-- Textabschnitt --
┄┄┄┄┄┄┄┄┄┄
Schwelbrand bringt dir neue Musik ins Haus. In dieser Ausgabe behandeln wir brachiale Klänge mit den Veröffentlichungen von Acheron River, Carson, Death Of A Cheerleader, beurre, Zatokrev und Abraham.

Wenn es dir nicht gut geht, hilft eventuell die richtige Musik. Um Emotionen rauszulassen, darf es gerne laut werden. Das passiert auf den sechs Alben, die wir dir vorstellen – inklusive bekannte Namen, die endlich wieder da sind.

Acheron River: Letter To The Abyss

Metalcore, Post-Hardcore • Self-Release

Einer der ersten Gedanken, der mir beim Anhören des Albums durch den Kopf rauschte, war: Wow, das klingt fantastisch. Das Debüt von Acheron River wurde von der Band eigens aufgenommen und produziert und hat ein Klangbild, das so manche Major-Veröffentlichung in den Schatten stellt. «Letter To The Abyss» knallt richtig rein.
┄┄┄┄┄┄┄┄┄┄
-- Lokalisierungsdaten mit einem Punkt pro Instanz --

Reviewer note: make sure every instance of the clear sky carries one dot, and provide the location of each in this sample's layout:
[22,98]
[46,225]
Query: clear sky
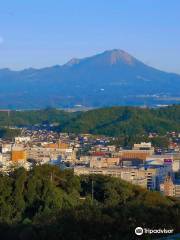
[39,33]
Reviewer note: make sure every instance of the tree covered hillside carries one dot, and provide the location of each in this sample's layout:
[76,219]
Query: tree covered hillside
[47,203]
[113,121]
[119,121]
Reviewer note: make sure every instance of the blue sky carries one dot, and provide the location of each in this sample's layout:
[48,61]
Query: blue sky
[39,33]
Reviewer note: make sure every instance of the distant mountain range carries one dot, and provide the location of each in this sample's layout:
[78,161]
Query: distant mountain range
[109,78]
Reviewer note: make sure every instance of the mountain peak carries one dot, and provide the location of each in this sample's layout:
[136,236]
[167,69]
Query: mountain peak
[117,55]
[72,62]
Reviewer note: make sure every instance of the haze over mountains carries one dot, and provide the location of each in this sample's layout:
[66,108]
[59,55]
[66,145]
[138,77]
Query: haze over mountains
[109,78]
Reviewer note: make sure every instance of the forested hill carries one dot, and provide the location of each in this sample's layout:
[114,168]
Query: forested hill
[120,121]
[47,203]
[114,121]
┄┄┄┄┄┄┄┄┄┄
-- Aufgabenteile --
1 - Prüfe, ob die folgenden Aussagen zur Albumvorstellung passen, und antworte jeweils mit Ja oder Nein samt den entscheidenden Worten als wörtlichem Zitat. (a) In der Ausgabe werden sechs Alben vorgestellt. (b) Das Debüt von Acheron River erschien bei einem Major-Label. (c) Acheron River wird den Genres Metalcore und Post-Hardcore zugeordnet.
2 - Nimm die Albumvorstellung nach ihrem letzten Satz wieder auf und schreibe sie weiter.

-- Gelöste Aufgaben --
1 -
(a) Ja: „Das passiert auf den sechs Alben, die wir dir vorstellen“
(b) Nein: „Self-Release“
(c) Ja: „Metalcore, Post-Hardcore“

2 -
Einflüsse von diversen Richtungen haben die Musiker zu ihrem eigenen Sound kombiniert und liefern zehn Tracks ab, die Metalcore, Post-Hardcore und moderne Härte zelebrieren. Das hat Gewicht und die Texte kreisen um relevante Themen: Krieg, emotionale Probleme und düstere Fantasien sind auf dem Album zu finden.

Cleane Passagen, technische Spielereien, Growls und lautes Gitarrengewitter gehören zu «Letter To The Abyss». Acheron River sind eine neue Band, die erfahren und mutig klingt. Die Gruppe aus Zofingen überzeugt mit dem Debüt vollends und Lieder wie «Pour Decision», «Pain Remains» oder «Liar» reissen mit.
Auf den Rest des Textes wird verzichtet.